Only the lines from the one that contains "ceiling fan blade" through the final line of the entries should be repeated, exactly as written.
BEGIN SUPPLIED DATA
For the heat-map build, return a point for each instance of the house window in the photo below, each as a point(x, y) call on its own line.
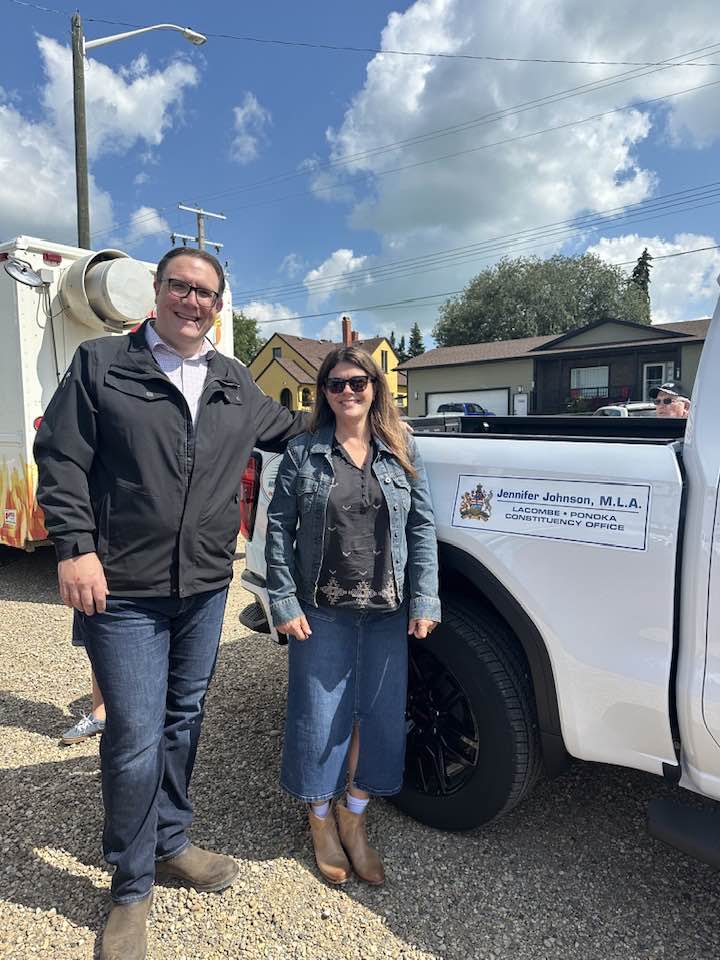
point(654, 374)
point(589, 382)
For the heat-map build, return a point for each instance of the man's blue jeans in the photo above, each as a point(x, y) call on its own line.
point(153, 658)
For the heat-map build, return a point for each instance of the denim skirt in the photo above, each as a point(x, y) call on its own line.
point(351, 670)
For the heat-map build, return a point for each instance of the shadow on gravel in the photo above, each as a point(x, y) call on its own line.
point(30, 577)
point(44, 718)
point(51, 812)
point(569, 874)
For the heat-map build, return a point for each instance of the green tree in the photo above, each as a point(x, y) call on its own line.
point(401, 351)
point(529, 297)
point(416, 345)
point(641, 272)
point(246, 337)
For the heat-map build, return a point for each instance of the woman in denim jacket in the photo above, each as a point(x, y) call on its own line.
point(351, 572)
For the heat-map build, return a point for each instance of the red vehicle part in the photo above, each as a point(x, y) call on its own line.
point(249, 490)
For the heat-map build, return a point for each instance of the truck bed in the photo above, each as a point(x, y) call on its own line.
point(617, 429)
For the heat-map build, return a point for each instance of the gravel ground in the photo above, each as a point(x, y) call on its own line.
point(571, 874)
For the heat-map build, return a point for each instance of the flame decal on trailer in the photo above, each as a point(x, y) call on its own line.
point(21, 519)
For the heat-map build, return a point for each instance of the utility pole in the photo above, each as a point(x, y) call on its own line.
point(81, 169)
point(200, 238)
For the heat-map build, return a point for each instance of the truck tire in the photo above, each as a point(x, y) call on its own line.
point(473, 749)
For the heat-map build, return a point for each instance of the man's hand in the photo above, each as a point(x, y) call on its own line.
point(82, 583)
point(421, 628)
point(297, 627)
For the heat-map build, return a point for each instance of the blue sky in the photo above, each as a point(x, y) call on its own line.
point(172, 123)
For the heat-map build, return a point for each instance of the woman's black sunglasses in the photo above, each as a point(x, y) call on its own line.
point(357, 384)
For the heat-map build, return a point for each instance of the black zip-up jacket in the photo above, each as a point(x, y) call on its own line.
point(123, 471)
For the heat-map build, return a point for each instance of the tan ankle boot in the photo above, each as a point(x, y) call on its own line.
point(200, 869)
point(329, 854)
point(125, 936)
point(366, 862)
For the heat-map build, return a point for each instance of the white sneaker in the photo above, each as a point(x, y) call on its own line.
point(87, 726)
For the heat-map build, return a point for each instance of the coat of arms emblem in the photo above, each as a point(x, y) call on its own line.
point(476, 504)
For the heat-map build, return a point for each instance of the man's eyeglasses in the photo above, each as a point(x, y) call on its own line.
point(357, 384)
point(180, 290)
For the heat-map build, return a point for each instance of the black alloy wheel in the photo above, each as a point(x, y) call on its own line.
point(473, 750)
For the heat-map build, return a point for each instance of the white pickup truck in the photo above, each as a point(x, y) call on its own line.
point(580, 580)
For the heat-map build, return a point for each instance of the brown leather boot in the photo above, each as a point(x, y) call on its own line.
point(329, 854)
point(366, 862)
point(125, 936)
point(204, 871)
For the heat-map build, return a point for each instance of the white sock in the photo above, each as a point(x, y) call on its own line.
point(356, 804)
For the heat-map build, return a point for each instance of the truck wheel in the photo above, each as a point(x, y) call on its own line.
point(473, 750)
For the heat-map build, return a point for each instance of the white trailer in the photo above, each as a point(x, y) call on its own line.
point(52, 298)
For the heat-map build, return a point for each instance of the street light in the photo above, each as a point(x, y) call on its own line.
point(79, 46)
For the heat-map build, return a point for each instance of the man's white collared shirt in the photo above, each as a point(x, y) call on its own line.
point(186, 373)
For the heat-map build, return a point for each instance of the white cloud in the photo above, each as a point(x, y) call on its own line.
point(37, 166)
point(292, 265)
point(250, 122)
point(147, 222)
point(681, 288)
point(340, 263)
point(493, 190)
point(272, 317)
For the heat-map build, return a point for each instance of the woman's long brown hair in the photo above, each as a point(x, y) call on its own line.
point(385, 421)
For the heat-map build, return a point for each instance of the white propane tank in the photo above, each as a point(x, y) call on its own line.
point(107, 290)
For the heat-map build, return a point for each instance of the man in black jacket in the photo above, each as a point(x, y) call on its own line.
point(140, 455)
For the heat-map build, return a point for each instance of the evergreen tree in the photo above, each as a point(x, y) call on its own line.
point(641, 272)
point(246, 337)
point(401, 351)
point(416, 345)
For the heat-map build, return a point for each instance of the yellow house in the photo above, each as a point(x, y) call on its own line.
point(286, 366)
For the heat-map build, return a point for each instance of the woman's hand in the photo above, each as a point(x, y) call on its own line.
point(298, 627)
point(421, 628)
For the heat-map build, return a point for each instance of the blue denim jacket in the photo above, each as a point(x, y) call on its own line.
point(297, 517)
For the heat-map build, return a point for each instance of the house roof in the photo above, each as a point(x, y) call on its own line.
point(295, 370)
point(315, 351)
point(524, 347)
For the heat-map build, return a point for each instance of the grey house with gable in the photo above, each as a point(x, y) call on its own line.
point(609, 361)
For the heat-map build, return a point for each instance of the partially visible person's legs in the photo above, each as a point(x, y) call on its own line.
point(92, 724)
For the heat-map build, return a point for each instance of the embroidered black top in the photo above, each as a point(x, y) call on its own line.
point(356, 571)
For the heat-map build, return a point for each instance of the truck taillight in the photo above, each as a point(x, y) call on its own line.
point(249, 489)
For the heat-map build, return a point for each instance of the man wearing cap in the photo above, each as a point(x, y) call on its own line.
point(140, 455)
point(670, 400)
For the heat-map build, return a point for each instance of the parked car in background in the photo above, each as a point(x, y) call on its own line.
point(639, 408)
point(464, 409)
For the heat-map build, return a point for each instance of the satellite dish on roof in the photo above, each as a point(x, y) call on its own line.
point(21, 271)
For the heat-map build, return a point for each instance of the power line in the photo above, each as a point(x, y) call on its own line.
point(600, 218)
point(493, 117)
point(346, 48)
point(450, 293)
point(471, 150)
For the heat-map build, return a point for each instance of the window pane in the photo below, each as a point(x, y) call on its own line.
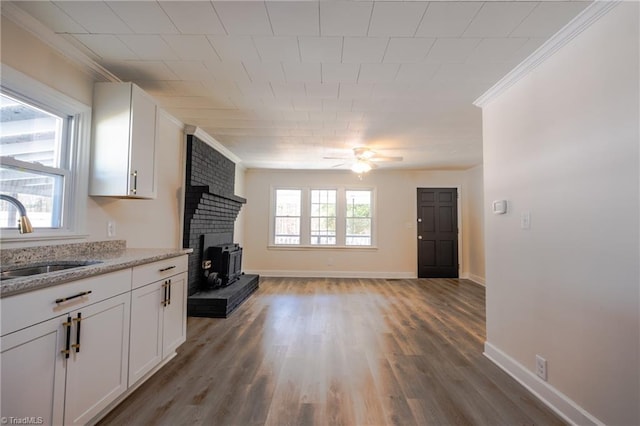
point(29, 133)
point(323, 216)
point(287, 219)
point(40, 192)
point(288, 202)
point(358, 218)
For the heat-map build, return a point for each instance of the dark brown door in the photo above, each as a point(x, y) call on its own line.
point(437, 233)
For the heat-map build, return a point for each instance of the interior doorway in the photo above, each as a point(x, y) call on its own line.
point(437, 233)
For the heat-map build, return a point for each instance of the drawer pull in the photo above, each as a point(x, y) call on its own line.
point(64, 299)
point(76, 346)
point(165, 286)
point(67, 348)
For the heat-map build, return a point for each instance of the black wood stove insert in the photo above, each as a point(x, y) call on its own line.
point(223, 285)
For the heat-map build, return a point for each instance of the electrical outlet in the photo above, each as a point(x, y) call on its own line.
point(111, 228)
point(525, 220)
point(541, 367)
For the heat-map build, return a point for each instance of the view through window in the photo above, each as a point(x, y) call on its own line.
point(33, 166)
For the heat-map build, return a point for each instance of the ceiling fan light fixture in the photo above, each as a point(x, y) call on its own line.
point(360, 167)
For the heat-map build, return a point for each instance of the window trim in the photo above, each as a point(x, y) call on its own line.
point(17, 84)
point(305, 222)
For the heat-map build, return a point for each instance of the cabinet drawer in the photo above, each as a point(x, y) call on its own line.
point(151, 272)
point(26, 309)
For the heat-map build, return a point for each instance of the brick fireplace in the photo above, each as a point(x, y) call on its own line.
point(211, 207)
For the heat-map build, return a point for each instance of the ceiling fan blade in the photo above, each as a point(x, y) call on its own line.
point(338, 158)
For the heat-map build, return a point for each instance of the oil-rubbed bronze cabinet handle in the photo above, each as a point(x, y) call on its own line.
point(167, 268)
point(76, 346)
point(67, 348)
point(165, 287)
point(64, 299)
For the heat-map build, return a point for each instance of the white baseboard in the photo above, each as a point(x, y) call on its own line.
point(331, 274)
point(556, 400)
point(478, 279)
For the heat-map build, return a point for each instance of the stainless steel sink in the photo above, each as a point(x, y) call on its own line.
point(41, 268)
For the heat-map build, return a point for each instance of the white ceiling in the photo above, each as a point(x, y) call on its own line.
point(283, 84)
END SUPPLIED DATA
• TASK SOLUTION:
For the heat-map build, return a point for each instance of the ceiling fan blade in the photo above, each as a point(x, y) call on its own line.
point(338, 158)
For the heat-map build, return a point for each instance of the oil-rubbed bronze cabinet handle in the photo above, each as a point(x, y) call on its own line.
point(167, 268)
point(76, 346)
point(67, 348)
point(165, 287)
point(64, 299)
For the heat-map build, return a point for each instance of the white baseboard in the photo above, each as a point(x, y) call on its own line.
point(331, 274)
point(556, 400)
point(478, 279)
For the heat-map build, return a point for each instance of the stainless steel sink in the photo above, each as a point(x, y) call on its own line.
point(41, 268)
For the heat-map build, return a point for each instance of the white ceiling in the photo above, each as a point(x, y) call on its own line.
point(283, 84)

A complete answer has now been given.